**Directions:** The response should be the complete listing below, unchanged.

**Task material:**

■ ■ ■ ■

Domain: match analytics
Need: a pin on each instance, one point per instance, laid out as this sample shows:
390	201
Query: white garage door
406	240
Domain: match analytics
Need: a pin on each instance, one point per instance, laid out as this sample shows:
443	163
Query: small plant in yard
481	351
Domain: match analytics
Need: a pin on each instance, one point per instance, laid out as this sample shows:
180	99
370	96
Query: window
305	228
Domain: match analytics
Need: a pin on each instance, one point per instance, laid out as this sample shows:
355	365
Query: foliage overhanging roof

■ ■ ■ ■

**Written reply:**
Domain: match analytics
Need: a pin on each instance, one point per instance, laid out as this sample shows:
390	201
Query: white garage door
406	240
Domain: match analytics
Need: a pin on each instance, one point per instance, laid out as this sample shows:
443	163
Query: small plant in yard
481	351
Domain: match analytics
Need: a pin on each instance, one point per instance, laid out as this sample shows:
180	99
370	96
Query: window
305	228
Domain: match analytics
Need: a pin on each instance, one point per instance, laid out as this sample shows:
355	365
Query: foliage overhanging roof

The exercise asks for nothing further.